> **THE TASK**:
Give the records back in full, exactly as they read.

Excerpts of location labeling data
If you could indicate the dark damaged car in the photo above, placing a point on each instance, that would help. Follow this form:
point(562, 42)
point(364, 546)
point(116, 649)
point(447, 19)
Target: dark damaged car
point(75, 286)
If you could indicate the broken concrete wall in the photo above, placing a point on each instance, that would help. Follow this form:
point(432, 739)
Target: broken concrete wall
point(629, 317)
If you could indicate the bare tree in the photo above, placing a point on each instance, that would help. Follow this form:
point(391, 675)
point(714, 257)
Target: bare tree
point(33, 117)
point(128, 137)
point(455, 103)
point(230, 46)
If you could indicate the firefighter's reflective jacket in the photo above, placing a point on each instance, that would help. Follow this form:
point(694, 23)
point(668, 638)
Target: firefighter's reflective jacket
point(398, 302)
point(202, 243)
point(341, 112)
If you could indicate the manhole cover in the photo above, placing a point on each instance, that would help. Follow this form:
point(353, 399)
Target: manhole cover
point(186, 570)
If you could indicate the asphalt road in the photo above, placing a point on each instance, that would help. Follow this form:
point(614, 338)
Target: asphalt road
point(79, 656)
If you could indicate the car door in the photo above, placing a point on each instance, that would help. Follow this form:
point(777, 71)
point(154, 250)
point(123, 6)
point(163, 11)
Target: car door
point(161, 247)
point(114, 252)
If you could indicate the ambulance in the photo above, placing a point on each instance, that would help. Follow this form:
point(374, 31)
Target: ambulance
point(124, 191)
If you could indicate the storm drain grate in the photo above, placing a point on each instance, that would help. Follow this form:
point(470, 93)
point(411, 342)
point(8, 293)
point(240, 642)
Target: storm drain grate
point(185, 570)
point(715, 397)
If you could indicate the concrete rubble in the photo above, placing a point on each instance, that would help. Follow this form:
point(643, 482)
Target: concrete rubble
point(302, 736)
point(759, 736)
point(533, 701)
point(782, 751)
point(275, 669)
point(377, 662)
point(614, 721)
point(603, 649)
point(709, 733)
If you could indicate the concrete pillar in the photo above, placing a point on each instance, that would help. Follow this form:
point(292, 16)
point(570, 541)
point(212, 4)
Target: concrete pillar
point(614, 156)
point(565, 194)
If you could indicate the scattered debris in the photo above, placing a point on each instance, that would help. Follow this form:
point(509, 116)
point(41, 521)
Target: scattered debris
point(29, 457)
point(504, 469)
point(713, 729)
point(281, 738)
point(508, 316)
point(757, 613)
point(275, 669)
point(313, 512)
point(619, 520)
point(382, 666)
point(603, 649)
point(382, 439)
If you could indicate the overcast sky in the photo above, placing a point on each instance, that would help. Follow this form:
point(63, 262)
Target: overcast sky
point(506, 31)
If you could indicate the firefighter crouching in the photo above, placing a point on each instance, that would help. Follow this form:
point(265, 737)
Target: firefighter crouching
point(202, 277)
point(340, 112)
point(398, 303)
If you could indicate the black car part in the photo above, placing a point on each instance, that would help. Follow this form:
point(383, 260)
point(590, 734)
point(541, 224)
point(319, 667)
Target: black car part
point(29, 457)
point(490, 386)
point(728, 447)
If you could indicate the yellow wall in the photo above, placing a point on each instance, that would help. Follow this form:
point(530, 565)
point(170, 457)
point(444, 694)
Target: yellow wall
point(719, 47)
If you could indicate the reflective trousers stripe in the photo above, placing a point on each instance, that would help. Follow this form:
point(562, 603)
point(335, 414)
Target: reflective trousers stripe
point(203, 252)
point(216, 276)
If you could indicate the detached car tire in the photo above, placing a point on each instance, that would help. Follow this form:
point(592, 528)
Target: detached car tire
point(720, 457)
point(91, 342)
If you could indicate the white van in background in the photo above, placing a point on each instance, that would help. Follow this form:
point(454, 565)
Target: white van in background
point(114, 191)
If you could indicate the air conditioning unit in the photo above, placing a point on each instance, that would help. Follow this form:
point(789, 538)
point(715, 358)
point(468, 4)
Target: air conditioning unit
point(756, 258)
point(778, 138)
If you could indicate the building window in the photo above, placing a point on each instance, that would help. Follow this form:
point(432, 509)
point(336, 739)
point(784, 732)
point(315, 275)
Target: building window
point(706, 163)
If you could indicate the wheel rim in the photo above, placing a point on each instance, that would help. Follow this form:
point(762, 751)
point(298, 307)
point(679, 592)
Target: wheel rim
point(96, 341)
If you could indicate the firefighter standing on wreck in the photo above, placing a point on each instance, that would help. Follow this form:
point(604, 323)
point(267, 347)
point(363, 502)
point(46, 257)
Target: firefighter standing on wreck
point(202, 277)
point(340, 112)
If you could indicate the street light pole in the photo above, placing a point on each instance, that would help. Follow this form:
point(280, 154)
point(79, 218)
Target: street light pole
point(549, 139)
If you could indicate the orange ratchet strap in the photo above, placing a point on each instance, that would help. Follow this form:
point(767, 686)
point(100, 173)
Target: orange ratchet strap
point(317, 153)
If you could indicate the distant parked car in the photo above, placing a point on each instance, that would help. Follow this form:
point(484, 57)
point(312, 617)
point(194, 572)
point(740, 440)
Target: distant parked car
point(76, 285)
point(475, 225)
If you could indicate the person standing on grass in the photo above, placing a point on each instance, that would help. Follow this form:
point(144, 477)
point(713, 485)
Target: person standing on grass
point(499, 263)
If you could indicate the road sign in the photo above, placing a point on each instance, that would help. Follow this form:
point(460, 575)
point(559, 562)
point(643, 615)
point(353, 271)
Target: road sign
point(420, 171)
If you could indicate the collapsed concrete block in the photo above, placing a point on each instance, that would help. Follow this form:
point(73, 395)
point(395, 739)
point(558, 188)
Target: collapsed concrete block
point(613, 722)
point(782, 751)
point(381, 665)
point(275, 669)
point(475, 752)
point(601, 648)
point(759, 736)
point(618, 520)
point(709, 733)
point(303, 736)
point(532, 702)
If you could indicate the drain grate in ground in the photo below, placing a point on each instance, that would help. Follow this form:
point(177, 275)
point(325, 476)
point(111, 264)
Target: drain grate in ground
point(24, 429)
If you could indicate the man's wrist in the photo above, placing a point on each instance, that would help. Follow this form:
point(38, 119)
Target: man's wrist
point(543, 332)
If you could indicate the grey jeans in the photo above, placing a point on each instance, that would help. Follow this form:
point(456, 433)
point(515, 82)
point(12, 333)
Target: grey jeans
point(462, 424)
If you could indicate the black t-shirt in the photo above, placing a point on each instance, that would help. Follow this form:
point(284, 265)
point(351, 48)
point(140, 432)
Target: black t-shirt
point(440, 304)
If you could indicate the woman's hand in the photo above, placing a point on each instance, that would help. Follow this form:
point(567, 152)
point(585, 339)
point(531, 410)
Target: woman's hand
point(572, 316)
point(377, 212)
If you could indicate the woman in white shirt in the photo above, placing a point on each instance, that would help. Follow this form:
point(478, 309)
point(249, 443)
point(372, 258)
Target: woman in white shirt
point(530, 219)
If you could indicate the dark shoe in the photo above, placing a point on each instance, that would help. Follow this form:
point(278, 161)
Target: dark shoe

> **OUTPUT FOR THIS EXERCISE**:
If you could indicate the dark damaged car in the photo above, placing a point on each instance, that would help. Follow this form:
point(562, 42)
point(364, 546)
point(116, 649)
point(447, 19)
Target: dark damaged car
point(75, 286)
If you could indicate the broken concrete wall in the photo above, placing a point on each instance, that would help. Follow this form:
point(432, 739)
Target: broken concrete wall
point(629, 317)
If you could indicate the bare tree in the photo above, placing a point on each instance, that would help. Follow this form:
point(391, 675)
point(714, 257)
Target: bare tree
point(33, 117)
point(128, 137)
point(455, 103)
point(230, 46)
If you could indicate the firefighter's reflective jacket in the photo above, placing a point on each instance, that would help. Follow this form:
point(694, 23)
point(668, 638)
Target: firefighter's reflective jacket
point(398, 302)
point(202, 243)
point(341, 112)
If you could indicate the manhole cover in the photo above, placing a point on each instance, that would help. Follow this form:
point(353, 399)
Target: manhole cover
point(186, 570)
If you could indicate the asphalt road in the photo above, placing a point on each instance, that would help. Follow this form:
point(614, 338)
Target: asphalt road
point(79, 656)
If you could indicate the car door in the photo above, placing a point on each instance, that would help. Follow this form:
point(777, 71)
point(154, 250)
point(123, 6)
point(163, 11)
Target: car door
point(161, 247)
point(114, 252)
If you could indicate the ambulance in the photo above, placing a point on each instance, that would help. Follow this form:
point(374, 31)
Target: ambulance
point(124, 191)
If you could indicate the storm drain grate in the photo above, placing a point on each instance, that would help. Follow this form:
point(470, 93)
point(411, 342)
point(8, 293)
point(240, 642)
Target: storm drain grate
point(185, 570)
point(715, 397)
If you could indicate the concrete rubble in the photo above, placing a point on each instance, that would help. Follow this form:
point(643, 482)
Target: concrete rubble
point(302, 736)
point(759, 736)
point(533, 701)
point(782, 751)
point(275, 669)
point(377, 662)
point(614, 721)
point(603, 649)
point(709, 733)
If you could indicate the concrete pillar in the photo above, placing a point on each instance, that would help. Follow this form:
point(292, 16)
point(570, 541)
point(212, 4)
Target: concrete pillar
point(614, 156)
point(565, 194)
If you could indicate the scattered debris in the photo above, placing a point on each instance, that would help. Follow this form:
point(509, 116)
point(41, 521)
Target: scattered debris
point(29, 457)
point(504, 469)
point(713, 729)
point(281, 738)
point(508, 316)
point(757, 613)
point(275, 669)
point(313, 512)
point(619, 520)
point(382, 666)
point(603, 649)
point(382, 439)
If you could indicate the overcast sky in the photo above, placing a point on each instance, that would help. Follow this form:
point(63, 262)
Target: overcast sky
point(506, 31)
If you could indicate the firefighter crouching in the photo above, placing a point on each instance, that would help. Follow this form:
point(265, 737)
Target: firefighter crouching
point(202, 277)
point(340, 112)
point(398, 303)
If you could indicate the black car part in the photo above, placing a point on each instance, that would help. Follow this form:
point(383, 260)
point(590, 734)
point(541, 224)
point(319, 667)
Target: black car part
point(29, 457)
point(490, 386)
point(728, 447)
If you could indicate the yellow wall in the photo above, placing a point on each instance, that would help. Follow this form:
point(530, 565)
point(170, 457)
point(444, 694)
Target: yellow wall
point(719, 47)
If you could indicate the reflective trousers stripe in the photo above, placing a point on each instance, that would help. Follow this form:
point(562, 603)
point(335, 414)
Target: reflective trousers stripe
point(203, 252)
point(216, 276)
If you could indicate the detached car tire in the photo above, placing a point on each instance, that would help. Follow this form:
point(592, 528)
Target: detached car tire
point(720, 457)
point(91, 342)
If you could indicate the white van in background in the photo above, placing a point on each instance, that would help. Follow this form:
point(454, 565)
Target: white van in background
point(114, 191)
If you could indicate the air conditioning unit in the photo above, placing a point on each instance, that would help. Follow this form:
point(789, 538)
point(715, 358)
point(468, 4)
Target: air conditioning unit
point(756, 258)
point(778, 138)
If you could indicate the building window in the photo above, placing a point on each instance, that would help. Follow this form:
point(432, 509)
point(336, 739)
point(784, 732)
point(315, 275)
Target: building window
point(706, 163)
If you could indicate the wheel rim in the photo above, placing a point on each instance, that would help. Follow this form:
point(762, 751)
point(298, 307)
point(679, 592)
Target: wheel rim
point(96, 341)
If you could indicate the firefighter standing on wreck in the photo above, placing a point on each instance, that would help. Follow this form:
point(604, 323)
point(267, 347)
point(363, 502)
point(46, 257)
Target: firefighter standing on wreck
point(202, 277)
point(340, 112)
If you could indicate the street light pole in the photo above, placing a point on each instance, that would help. Follow this form:
point(280, 154)
point(79, 218)
Target: street light pole
point(549, 139)
If you could indicate the orange ratchet strap in the photo above, placing a point on each instance, that would help. Follow this form:
point(767, 686)
point(100, 173)
Target: orange ratchet strap
point(317, 153)
If you could indicate the distant parked car in the photo above, placing a point on each instance, that would help. Follow this form:
point(484, 57)
point(312, 617)
point(194, 572)
point(740, 440)
Target: distant parked car
point(76, 285)
point(475, 225)
If you could indicate the person standing on grass in the photo above, placing a point on each instance, that would help. Follow this form:
point(144, 477)
point(713, 485)
Target: person standing on grass
point(499, 263)
If you could indicate the road sign in the photo above, placing a point on each instance, that would help. Follow this form:
point(460, 575)
point(559, 562)
point(643, 615)
point(353, 271)
Target: road sign
point(420, 171)
If you could indicate the collapsed concrete block in the photo above, placing a point on each instance, that would help. Follow this form:
point(73, 395)
point(395, 739)
point(558, 188)
Target: collapsed concrete block
point(613, 722)
point(782, 751)
point(381, 665)
point(275, 669)
point(475, 752)
point(601, 648)
point(759, 736)
point(618, 520)
point(709, 733)
point(303, 736)
point(532, 702)
If you could indicate the drain grate in ground in the photo below, placing a point on each instance, that would help. Follow this form:
point(177, 275)
point(325, 476)
point(111, 264)
Target: drain grate in ground
point(24, 429)
If you could indicate the man's wrist in the photo above, placing a point on each instance, that would help. Follow this form:
point(38, 119)
Target: man's wrist
point(543, 332)
If you could indicate the grey jeans in the photo above, placing a point on each instance, that would help. Follow this form:
point(456, 433)
point(515, 82)
point(12, 333)
Target: grey jeans
point(462, 424)
If you could indicate the black t-shirt in the photo above, placing a point on each instance, that would help. Follow this form:
point(284, 265)
point(351, 48)
point(140, 432)
Target: black t-shirt
point(440, 304)
If you could indicate the woman's hand in the photo above, placing a point on each instance, that would help. Follow this form:
point(567, 152)
point(585, 339)
point(531, 410)
Target: woman's hand
point(572, 316)
point(377, 212)
If you could indicate the woman in white shirt in the photo above, placing a point on each instance, that would help. Follow this form:
point(478, 309)
point(249, 443)
point(372, 258)
Target: woman in white shirt
point(530, 219)
If you could indicate the dark shoe in the photo above, placing a point on each instance, that would help. Follow this form:
point(278, 161)
Target: dark shoe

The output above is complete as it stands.